* [Dataset excerpts]:

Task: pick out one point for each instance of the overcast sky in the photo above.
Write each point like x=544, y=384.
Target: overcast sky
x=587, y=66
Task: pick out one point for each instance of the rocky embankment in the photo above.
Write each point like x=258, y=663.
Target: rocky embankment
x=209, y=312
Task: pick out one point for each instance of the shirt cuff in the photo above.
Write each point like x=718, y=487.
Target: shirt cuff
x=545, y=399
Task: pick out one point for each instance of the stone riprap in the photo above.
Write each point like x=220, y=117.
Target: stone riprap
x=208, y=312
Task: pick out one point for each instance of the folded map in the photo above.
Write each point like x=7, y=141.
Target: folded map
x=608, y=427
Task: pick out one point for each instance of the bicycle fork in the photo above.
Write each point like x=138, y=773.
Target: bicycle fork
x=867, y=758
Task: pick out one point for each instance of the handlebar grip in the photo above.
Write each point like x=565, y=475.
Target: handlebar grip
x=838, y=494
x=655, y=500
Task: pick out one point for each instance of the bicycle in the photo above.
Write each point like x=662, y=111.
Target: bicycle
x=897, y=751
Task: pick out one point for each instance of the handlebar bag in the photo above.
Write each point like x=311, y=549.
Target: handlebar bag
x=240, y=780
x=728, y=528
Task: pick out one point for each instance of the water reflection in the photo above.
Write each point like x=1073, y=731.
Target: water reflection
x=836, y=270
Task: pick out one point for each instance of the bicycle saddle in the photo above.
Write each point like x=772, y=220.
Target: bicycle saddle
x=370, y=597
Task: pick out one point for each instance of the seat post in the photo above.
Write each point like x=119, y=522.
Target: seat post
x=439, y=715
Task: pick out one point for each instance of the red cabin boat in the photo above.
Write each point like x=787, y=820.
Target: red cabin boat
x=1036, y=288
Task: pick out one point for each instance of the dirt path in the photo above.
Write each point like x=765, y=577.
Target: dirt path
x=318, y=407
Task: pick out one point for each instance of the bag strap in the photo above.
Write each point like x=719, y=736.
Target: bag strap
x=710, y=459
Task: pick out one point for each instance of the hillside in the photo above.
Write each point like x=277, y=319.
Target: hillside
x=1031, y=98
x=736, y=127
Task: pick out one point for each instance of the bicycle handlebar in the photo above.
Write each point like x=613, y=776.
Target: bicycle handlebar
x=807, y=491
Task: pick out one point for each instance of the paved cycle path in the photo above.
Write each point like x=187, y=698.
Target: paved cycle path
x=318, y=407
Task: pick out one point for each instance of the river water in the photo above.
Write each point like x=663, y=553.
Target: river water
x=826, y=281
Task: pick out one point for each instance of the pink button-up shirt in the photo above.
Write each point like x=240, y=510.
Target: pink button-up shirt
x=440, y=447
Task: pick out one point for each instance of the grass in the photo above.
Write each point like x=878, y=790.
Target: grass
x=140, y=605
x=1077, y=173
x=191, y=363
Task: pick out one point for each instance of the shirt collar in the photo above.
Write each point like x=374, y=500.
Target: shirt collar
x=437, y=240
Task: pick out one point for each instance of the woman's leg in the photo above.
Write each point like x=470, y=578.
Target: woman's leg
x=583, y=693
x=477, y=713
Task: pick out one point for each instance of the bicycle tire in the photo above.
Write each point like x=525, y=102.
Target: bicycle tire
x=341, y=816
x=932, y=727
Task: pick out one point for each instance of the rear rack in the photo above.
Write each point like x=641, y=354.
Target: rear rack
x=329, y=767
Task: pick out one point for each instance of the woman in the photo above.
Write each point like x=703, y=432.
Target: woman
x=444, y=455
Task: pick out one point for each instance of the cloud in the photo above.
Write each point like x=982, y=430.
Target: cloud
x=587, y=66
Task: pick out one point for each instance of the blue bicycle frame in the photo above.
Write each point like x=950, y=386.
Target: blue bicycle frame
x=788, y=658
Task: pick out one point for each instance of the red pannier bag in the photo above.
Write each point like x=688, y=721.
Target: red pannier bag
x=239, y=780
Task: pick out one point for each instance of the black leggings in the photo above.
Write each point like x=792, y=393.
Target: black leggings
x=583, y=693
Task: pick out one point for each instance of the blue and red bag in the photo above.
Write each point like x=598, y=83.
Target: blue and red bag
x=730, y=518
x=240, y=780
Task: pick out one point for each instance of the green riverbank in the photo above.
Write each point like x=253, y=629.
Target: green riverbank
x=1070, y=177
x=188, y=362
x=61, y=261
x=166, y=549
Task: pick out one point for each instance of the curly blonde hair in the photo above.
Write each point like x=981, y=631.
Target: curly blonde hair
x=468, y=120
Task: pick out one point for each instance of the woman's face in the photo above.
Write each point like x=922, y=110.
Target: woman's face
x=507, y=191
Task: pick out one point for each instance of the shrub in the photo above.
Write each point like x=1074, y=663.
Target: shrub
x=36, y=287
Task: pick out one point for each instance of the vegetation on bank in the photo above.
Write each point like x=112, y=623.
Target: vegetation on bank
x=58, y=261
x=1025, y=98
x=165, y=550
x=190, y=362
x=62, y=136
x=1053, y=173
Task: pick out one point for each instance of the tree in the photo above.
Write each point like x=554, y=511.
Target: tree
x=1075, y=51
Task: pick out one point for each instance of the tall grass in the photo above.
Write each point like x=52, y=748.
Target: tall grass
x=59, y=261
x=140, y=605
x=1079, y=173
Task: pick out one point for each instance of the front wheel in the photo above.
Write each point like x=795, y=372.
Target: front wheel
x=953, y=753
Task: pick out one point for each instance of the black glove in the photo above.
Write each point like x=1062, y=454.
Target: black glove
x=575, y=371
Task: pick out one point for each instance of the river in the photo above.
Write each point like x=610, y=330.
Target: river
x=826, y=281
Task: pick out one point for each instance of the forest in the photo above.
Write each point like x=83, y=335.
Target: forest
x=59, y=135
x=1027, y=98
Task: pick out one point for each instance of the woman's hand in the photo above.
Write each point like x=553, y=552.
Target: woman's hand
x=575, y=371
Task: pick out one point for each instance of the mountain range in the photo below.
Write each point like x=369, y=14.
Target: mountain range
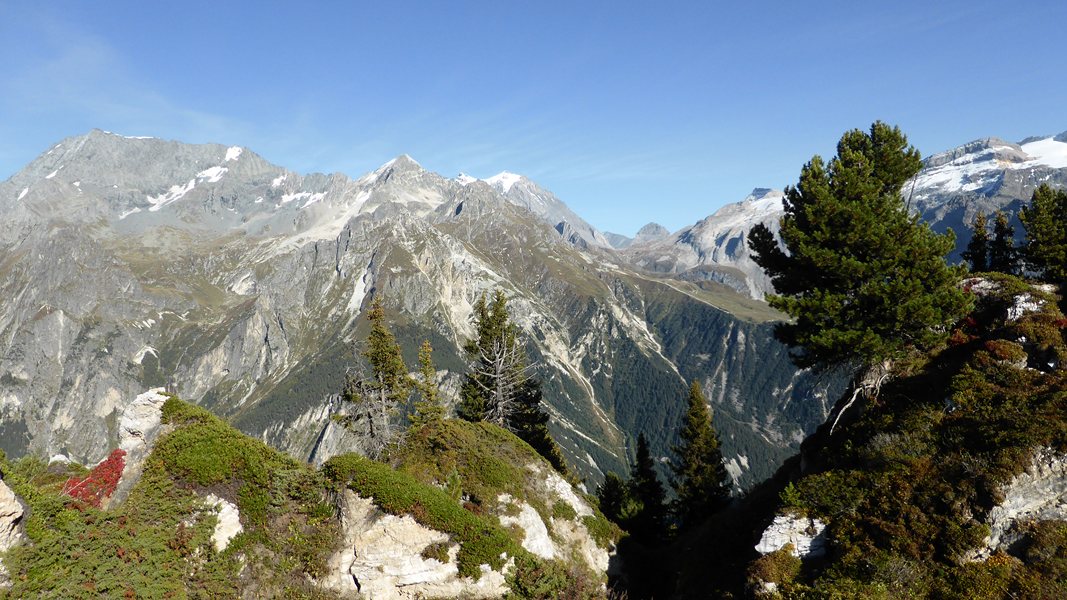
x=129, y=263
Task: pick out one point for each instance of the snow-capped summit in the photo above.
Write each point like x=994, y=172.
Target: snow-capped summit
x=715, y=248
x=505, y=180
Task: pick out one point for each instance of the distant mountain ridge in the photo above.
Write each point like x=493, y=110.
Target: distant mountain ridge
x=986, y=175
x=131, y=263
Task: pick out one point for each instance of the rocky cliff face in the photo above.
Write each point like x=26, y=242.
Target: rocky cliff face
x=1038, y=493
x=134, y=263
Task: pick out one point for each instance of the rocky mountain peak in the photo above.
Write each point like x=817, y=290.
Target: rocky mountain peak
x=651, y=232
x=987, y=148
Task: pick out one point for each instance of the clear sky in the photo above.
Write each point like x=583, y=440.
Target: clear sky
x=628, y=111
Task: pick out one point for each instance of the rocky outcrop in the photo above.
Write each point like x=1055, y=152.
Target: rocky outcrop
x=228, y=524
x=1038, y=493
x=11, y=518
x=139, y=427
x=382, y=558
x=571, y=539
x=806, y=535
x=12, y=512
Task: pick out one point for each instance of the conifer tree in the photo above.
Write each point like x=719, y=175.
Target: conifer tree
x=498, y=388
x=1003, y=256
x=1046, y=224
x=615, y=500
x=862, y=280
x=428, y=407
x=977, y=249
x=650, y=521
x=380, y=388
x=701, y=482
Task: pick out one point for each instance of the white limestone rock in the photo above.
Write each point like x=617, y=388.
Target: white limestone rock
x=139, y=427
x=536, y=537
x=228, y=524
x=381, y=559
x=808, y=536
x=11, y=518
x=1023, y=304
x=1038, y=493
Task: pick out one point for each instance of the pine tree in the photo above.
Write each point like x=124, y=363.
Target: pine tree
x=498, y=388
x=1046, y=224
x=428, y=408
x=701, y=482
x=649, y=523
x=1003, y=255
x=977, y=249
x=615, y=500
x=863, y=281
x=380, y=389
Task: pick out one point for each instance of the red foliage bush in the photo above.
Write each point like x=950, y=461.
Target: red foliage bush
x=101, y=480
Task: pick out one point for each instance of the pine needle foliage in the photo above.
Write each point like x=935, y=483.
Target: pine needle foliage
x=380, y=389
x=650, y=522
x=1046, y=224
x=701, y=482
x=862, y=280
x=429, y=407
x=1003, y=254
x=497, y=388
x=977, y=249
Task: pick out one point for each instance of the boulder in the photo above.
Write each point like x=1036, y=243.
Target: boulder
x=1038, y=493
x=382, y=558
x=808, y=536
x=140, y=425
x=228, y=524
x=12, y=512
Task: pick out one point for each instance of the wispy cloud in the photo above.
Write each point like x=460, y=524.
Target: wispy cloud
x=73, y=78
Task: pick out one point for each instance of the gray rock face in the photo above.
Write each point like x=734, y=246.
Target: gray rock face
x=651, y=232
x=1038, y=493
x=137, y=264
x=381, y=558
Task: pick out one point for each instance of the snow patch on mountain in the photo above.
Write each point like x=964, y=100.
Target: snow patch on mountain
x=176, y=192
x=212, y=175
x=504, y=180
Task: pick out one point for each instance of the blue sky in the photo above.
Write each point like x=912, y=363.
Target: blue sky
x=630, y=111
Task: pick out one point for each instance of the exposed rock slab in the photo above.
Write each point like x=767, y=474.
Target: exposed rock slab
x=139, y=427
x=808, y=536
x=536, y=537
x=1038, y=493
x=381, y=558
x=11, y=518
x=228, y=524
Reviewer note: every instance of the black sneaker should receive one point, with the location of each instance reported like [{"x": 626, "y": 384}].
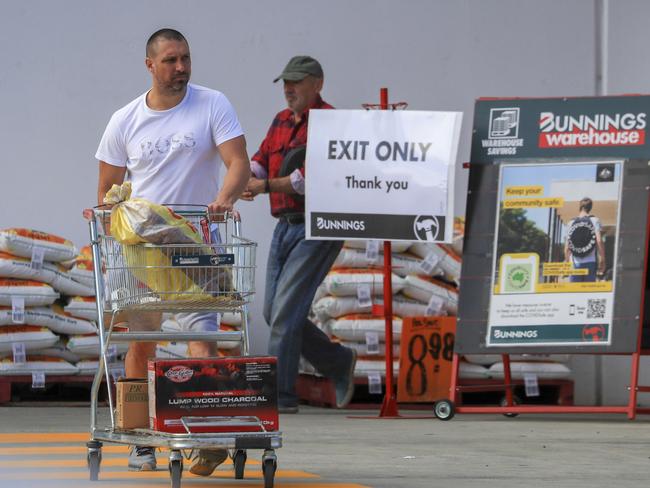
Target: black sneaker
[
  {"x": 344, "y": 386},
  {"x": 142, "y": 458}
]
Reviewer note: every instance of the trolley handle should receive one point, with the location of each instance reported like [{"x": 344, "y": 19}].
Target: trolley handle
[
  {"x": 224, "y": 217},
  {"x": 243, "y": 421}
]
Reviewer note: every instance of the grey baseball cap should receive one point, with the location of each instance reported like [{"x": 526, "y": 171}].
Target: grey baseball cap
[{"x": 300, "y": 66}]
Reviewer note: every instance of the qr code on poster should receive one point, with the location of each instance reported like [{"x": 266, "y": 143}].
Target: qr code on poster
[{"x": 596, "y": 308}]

* [Direction]: Copy the material starting at the line containing "Task: pick out one point for each instance of the tree" and ending at the line containing "x=628, y=111", swapping "tall grass" for "wild grass" and leaving everything else as it stands. Omit the pictures.

* [Task solution]:
Task: pick out one point for each instance of the tree in the photo above.
Write each point like x=554, y=511.
Target: tree
x=1075, y=51
Task: pick out one point for each instance of the wild grass in the photo above.
Write each point like x=52, y=748.
Target: wild grass
x=59, y=261
x=140, y=605
x=1079, y=173
Task: pick out one point for each instance of the front wheel in the photo above.
Write each point like x=795, y=372.
Target: front wheel
x=953, y=753
Task: pick out one point for each instance of the black glove in the photo above.
Write each point like x=1062, y=454.
Target: black glove
x=575, y=371
Task: pick out one point for each instance of the river in the photo above.
Write each point like x=610, y=330.
Target: river
x=826, y=281
Task: pick out one point for each instance of the forest in the photo above.
Write each point like x=83, y=335.
Target: forest
x=59, y=135
x=1027, y=98
Task: pick out one point for each instance of the woman's hand in the photo above.
Write each point like x=553, y=552.
Target: woman's hand
x=575, y=371
Task: pick out one point for each instance of the mountain range in the photo below.
Write each point like x=369, y=14.
Target: mountain range
x=129, y=263
Task: pick out one point for each instance of the snow-capped summit in the photo above.
Write each point like x=994, y=172.
Target: snow-capped summit
x=715, y=248
x=505, y=180
Task: pick out one point for each instance of the distant mountain ridge in the photo above.
Write each point like x=493, y=110.
Target: distant mountain ridge
x=986, y=175
x=131, y=263
Task: pick out one point for each instance of the rocky cliff face in the photo above.
Write each point like x=26, y=242.
Target: rocky cliff face
x=1038, y=493
x=134, y=263
Task: pick out one point for each instance of the rocky mountain peak in the photo above.
Write each point like x=817, y=290.
Target: rocky mountain peak
x=651, y=232
x=987, y=148
Task: pick out one point for each instance of the clear sky in the photo above.
Write each point like x=583, y=440.
Target: clear sky
x=628, y=111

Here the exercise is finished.